* **OBJECTIVES**:
[1] According to the film review, how long does The Passion of Anna run?
[2] Pick up the review of The Passion of Anna after its last sentence and keep writing.

* **SOURCE EXTRACT**:
— START —

At least the 1969 The Passion of Anna (En passion), which also stars Von Sydow and Ullmann, with Bibi Andersson, has some touches of humor. It is in color and runs 101 minutes, and its primary flaw is its emotional incoherence. The film feels like it has been trimmed down from something lengthier, and as a result the narrative jumps from one situation to the next without adequate explanation or logical progression. In the beginning, Von Sydow’s character is living by himself on an island in a small house that he has difficulty maintaining (there is actual slapstick in some of his repair skills). He meets Ullmann’s character when she stops to use the phone, and learns that she is visiting Andersson’s character, who lives somewhat nearby. Von Sydow’s character then has a fling with Andersson’s character, but once that starts to get interesting, the film just leaps ahead to where he is living with Ullmann’s character. Meanwhile, somebody is gruesomely murdering animals on the island. Then the film jumps ahead again and Von Sydow and Ullmann’s characters are married, and there is friction between them (Ullmann’s character has a cane-assisted limp at the film’s beginning, but that unaccountably disappears as the film proceeds). Their friend is accused of murdering the animals and commits suicide, although he didn’t do it. We never find out who did it. The film ends with an argument between the married couple, with many tin cans of ambiguity still tied figuratively to the back of their automobile. Bergman also experiments in meta by inserting a moment with each of the three stars where each talks about his or her character. The experiment is a hoity-toity failure, as such interviews are best left for press promotions (aka EPKs), but if anyone had to try it, it might as well have been Bergman. The film is certainly watchable—as is Shame—but instills frustration rather than excitement with Bergman’s artistry.

— END —

* **EXTRACTED RECORDS**:

— START —

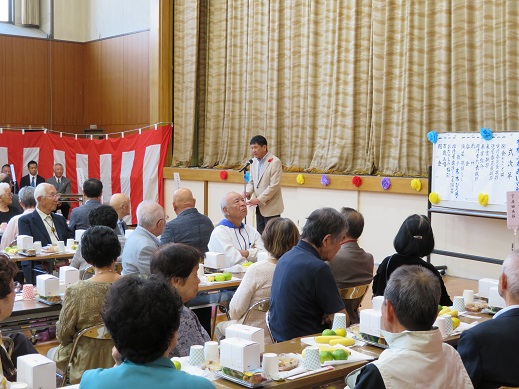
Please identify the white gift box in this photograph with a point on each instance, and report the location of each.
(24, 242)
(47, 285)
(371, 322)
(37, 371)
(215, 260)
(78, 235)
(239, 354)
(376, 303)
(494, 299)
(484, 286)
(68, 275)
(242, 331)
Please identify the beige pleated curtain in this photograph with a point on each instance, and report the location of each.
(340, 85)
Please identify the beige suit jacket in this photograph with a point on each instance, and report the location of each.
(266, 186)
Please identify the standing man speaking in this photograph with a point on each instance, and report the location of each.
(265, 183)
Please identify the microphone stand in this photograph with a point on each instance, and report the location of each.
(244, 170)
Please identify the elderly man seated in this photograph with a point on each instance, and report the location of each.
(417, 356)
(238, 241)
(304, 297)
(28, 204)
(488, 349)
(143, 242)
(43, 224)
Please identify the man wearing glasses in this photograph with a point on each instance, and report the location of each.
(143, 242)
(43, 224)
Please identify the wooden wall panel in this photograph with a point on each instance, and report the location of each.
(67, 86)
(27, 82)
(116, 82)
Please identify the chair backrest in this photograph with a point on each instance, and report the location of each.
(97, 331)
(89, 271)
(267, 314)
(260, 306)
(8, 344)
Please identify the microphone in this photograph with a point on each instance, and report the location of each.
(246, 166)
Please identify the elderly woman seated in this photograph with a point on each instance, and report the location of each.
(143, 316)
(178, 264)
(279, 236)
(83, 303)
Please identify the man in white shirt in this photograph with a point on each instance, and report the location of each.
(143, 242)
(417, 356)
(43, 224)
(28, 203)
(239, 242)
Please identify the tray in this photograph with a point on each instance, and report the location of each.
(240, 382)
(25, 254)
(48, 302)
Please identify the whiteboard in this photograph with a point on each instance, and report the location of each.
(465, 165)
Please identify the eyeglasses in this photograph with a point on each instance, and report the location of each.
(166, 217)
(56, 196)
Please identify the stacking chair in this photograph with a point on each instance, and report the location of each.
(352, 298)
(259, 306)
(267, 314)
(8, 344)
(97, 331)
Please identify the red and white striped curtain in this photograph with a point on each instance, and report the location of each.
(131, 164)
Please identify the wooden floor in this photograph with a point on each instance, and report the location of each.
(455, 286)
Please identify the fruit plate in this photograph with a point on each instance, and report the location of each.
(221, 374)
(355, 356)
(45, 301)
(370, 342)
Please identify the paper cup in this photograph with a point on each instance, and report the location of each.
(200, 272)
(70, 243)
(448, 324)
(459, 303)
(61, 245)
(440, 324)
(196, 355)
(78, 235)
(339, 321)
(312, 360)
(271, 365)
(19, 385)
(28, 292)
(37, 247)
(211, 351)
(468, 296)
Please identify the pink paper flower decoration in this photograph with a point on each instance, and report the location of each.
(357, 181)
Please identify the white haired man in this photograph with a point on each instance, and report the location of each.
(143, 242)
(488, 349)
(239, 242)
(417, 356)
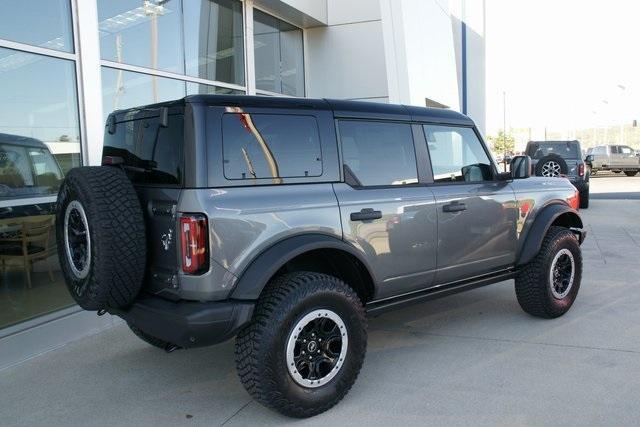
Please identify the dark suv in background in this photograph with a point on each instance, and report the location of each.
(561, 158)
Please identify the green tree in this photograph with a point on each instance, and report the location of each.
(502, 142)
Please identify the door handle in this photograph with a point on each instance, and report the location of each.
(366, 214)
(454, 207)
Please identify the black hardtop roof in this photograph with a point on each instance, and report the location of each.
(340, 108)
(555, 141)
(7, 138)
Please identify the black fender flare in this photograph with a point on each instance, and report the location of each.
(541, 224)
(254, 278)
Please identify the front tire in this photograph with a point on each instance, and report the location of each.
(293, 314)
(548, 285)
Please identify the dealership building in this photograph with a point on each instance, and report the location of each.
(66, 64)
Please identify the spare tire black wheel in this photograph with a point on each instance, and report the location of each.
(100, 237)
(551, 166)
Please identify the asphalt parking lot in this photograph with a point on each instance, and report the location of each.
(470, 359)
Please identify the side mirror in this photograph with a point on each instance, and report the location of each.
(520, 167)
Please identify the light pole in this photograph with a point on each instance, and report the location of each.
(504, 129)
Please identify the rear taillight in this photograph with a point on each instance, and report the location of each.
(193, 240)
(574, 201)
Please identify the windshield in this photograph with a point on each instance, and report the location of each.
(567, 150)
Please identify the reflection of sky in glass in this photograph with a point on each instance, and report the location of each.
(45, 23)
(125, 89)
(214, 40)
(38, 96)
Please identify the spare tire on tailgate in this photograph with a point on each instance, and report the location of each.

— END —

* **ANSWERS IN ORDER**:
[1] 101 minutes.

[2]
The picture is letterboxed with an aspect ratio of about 1.66:1. Colors are bright and while the cinematography is deliberately grainy at times, the image is sharp when it is intended to be. Again, you find yourself looking for the camera crew in Ullmann’s eyes.
Sensing that it is time for a break, platter 11 contains two of the documentaries that Bergman made about the island in the Baltic Sea where he set up shop and filmed so many of his features. His residency there was covered quite thoroughly in two films made by others, the 2006 documentary, Bergman Island (Jul 09), and the 2021 fictional drama, also titled Bergman Island (Feb 23), but those films will just make one all the more excited to visit the place from Bergman’s perspective. The first documentary, Fårö Document (Fårödokument) from 1970, runs 58 minutes and is a masterful portrait of the island, Fårö, and the larger island that mothers it, Gotland. Bergman includes interviews with a farmer, a postmaster, a fisherman, a librarian, a centenarian, teenagers and so on, also looking at the island’s society, economic vitality, topography and climate. He examines abandoned farms (which look very much like the farmhouses in Shame and Passion of Anna), the island’s myths and history, and its different seasonal conditions. Squeamish viewers should be aware that he includes pieces on the slaughtering of animals, but he often does so in a montage of close-ups, so that while you do see the gory details, the overall impact is less disconcerting for those not familiar with such matters. There is also a fascinating montage of sheep giving birth, which they appear to do rather nonchalantly at times. Bergman concludes the program with a moral, chastising Sweden’s ‘socialist’ government for not extending its protective arms far enough to care for the island’s citizens.
The squared full screen picture, shot by Nykvist, has both black-and-white and color passages, and the transfers of both are excellent. The image is sharp, colors are fresh, contrasts are finely detailed and grain, while present from time to time, is held to a minimum.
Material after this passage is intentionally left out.